-- Records supplied --

»»

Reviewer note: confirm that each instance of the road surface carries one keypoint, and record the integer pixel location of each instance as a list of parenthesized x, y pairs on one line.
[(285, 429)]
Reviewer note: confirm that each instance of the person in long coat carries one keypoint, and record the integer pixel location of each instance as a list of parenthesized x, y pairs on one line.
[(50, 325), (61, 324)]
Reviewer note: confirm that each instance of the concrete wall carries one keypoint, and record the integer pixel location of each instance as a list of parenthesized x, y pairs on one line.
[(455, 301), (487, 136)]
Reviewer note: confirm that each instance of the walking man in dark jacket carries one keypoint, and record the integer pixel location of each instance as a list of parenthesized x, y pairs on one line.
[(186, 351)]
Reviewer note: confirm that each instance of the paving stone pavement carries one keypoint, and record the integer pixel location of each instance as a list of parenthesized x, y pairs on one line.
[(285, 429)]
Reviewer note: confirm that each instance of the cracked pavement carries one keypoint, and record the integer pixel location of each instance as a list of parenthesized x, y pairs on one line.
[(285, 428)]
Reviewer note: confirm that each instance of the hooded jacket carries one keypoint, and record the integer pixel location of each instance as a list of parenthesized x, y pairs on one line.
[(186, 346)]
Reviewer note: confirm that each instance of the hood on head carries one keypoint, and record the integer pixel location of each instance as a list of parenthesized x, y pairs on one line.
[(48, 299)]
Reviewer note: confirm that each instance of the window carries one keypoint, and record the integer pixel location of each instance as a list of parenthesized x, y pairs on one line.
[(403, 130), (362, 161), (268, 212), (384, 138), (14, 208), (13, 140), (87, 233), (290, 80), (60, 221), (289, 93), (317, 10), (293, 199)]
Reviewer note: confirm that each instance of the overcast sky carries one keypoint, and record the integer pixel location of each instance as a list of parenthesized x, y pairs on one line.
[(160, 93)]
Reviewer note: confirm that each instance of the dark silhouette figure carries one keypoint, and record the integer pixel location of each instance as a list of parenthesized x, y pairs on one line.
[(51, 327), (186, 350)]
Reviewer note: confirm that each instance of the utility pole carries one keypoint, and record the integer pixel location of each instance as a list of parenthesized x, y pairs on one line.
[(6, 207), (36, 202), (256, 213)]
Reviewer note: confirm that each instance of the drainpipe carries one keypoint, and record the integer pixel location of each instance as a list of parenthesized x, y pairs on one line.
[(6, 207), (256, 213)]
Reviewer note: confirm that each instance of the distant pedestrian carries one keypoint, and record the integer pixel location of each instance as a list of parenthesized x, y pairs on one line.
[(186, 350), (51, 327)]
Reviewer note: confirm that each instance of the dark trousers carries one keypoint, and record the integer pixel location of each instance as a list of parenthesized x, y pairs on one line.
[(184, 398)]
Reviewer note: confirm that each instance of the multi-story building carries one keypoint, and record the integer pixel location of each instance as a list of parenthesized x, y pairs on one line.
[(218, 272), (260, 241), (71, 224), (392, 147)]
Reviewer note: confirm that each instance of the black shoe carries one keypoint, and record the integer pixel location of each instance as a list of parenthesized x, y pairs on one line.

««

Can you quote word for word everything above, from the line containing "Reviewer note: confirm that each instance of the paving" down to the line containing "[(6, 207), (256, 213)]", with both of those lines included?

-- Task answer --
Reviewer note: confirm that each instance of the paving stone pavement carries one keypoint, and record the integer pixel location of each instance as a list of parenthesized x, y pairs on one line.
[(285, 429)]
Reviewer note: confirm that each instance of the cracked pavement carries one keypoint, and record the integer pixel location of each instance as a list of parenthesized x, y pairs on one line.
[(285, 428)]
Reviewer note: confirm that each instance of the hooded jacket carries one keypoint, and record the integer pixel location of each instance as a list of parenthesized x, y pairs on one line.
[(186, 346)]
Reviewer note: confirm that each instance of the hood on head carries one keypoint, and record the integer pixel location of each instance as a list of parenthesized x, y pairs on one line.
[(48, 299)]
Reviewer note: confirm that each instance of the window carries one keypoint, and record the integer pixel location of each instance as a list of parenthesized x, y pairs on one line.
[(403, 130), (362, 161), (268, 212), (384, 138), (14, 208), (13, 140), (87, 233), (290, 80), (60, 221), (289, 93), (317, 10), (293, 199)]
Reviewer note: confirm that each instance of the overcast sky carries one keypoint, and record the integer pixel location of each instance as a list of parenthesized x, y pairs on one line.
[(160, 93)]
Reviewer note: confirm that each instance of the dark silhouette figure carries one keypoint, and record the integer pixel location of each instance as a list of parenthesized x, y pairs on one line.
[(51, 327), (186, 350)]
Reviewer note: confirm that each instance of the utility pole carries one keypoint, and record the integer pixel location of each instance as a list of parenthesized x, y pairs on one line.
[(6, 207), (36, 202), (256, 213)]
Reviewer note: confirm that each instance of the drainpipe carries one keypoint, and record the integer pixel location of each instance as a list of parenthesized x, y pairs on one line.
[(6, 207), (256, 213)]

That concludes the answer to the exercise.